| Written problem |
Reproduce word for word the portion of the gray paint article starting at "If you looked" and ending at "temperature of it.".

| Reading passage |
☆ ☆ ☆ ☆ ☆
Comparing Two of the Most Popular Gray Paint Colors: Undertones and More!
For those of you who’ve dabbled in paint colours, I’m sure you’ve heard of Benjamin Moore’s Revere Pewter, THE go-to gray paint colour.
Well, I’m here to turn the colour world on its purdy lil’ butt and introduce my new UBER fave gray paint colour…and I will preface this all by saying that I still have maaad love for Revere Pewter – but it’s more like my dirty mistress now as Sherwin Williams Colonnade Gray is my new MAIN SQUEEZE!
If you looked at these two colours side-by-side, you might say, ‘hey you crazy Ginger, these are basically the same colour’.
The keyword here is ‘basically’. They ARE basically the same colour for the following reasons:
- They’re similar depths – sitting in between light and medium
- They’re neutral grays with a very slight greige feeling to them
- Both are warmer looking than many of their cooler cousins like Gray Owl and Stonington Gray
Read more: The 10 Best Gray and Greige Paint Colours
BUT (Kardashian sized…) there is one main difference, so let’s dive a bit deeper
Exploring Colonnade Gray and its undertones
Colonnade Gray will ‘look like gray’ – it just won’t look like a typical cold and icy gray. With its soft greige undertone, it will neutralize a space without changing the visual temperature of it.
☆ ☆ ☆ ☆ ☆
| Data entries |
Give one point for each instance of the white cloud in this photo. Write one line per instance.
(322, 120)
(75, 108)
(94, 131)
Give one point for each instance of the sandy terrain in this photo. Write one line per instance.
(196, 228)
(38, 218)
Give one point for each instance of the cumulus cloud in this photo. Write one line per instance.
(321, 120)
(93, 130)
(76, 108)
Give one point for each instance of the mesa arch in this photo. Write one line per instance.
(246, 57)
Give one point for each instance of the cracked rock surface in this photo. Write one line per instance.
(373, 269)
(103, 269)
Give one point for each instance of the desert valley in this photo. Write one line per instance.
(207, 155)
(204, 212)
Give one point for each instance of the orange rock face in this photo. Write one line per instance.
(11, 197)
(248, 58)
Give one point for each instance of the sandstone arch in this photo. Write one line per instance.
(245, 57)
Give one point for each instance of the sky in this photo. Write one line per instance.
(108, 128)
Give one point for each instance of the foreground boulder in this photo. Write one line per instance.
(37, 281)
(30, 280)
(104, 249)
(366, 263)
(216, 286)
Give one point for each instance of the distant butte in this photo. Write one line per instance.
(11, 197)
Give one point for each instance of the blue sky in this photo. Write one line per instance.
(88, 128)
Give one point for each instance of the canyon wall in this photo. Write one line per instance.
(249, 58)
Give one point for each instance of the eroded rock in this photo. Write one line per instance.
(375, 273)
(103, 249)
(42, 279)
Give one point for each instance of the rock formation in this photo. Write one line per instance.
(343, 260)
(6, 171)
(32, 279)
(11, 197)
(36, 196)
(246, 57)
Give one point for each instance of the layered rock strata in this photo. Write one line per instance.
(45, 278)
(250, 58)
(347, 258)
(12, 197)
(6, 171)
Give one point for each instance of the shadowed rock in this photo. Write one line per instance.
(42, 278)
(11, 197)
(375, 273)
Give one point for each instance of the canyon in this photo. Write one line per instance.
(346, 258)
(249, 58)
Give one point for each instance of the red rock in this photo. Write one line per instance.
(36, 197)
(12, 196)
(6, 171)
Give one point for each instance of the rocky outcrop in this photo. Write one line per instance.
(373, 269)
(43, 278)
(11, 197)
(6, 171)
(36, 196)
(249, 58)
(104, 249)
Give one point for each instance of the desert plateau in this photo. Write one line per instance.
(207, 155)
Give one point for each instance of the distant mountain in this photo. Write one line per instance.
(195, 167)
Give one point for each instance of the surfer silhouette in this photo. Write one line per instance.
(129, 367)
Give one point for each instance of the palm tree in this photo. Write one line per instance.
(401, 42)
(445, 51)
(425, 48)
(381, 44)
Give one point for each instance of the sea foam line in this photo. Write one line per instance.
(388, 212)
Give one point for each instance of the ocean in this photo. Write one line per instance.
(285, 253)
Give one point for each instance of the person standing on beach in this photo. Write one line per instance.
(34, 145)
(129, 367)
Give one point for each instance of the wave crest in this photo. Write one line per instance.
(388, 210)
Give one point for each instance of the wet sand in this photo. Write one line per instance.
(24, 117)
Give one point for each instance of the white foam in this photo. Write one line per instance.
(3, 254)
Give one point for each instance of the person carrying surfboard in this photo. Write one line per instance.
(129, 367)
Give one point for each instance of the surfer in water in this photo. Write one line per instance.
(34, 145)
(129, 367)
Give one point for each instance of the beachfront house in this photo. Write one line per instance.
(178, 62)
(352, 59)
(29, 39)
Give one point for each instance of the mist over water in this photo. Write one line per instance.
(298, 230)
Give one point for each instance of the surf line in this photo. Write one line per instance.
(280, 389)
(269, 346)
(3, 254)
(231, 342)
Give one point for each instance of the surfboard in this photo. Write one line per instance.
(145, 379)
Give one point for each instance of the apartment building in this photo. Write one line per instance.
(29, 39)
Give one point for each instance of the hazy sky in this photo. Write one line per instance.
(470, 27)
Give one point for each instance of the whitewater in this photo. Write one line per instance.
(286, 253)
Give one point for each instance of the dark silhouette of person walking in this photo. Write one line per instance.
☆ ☆ ☆ ☆ ☆
| Exercise result |
If you looked at these two colours side-by-side, you might say, ‘hey you crazy Ginger, these are basically the same colour’.
The keyword here is ‘basically’. They ARE basically the same colour for the following reasons:
- They’re similar depths – sitting in between light and medium
- They’re neutral grays with a very slight greige feeling to them
- Both are warmer looking than many of their cooler cousins like Gray Owl and Stonington Gray
Read more: The 10 Best Gray and Greige Paint Colours
BUT (Kardashian sized…) there is one main difference, so let’s dive a bit deeper
Exploring Colonnade Gray and its undertones
Colonnade Gray will ‘look like gray’ – it just won’t look like a typical cold and icy gray. With its soft greige undertone, it will neutralize a space without changing the visual temperature of it.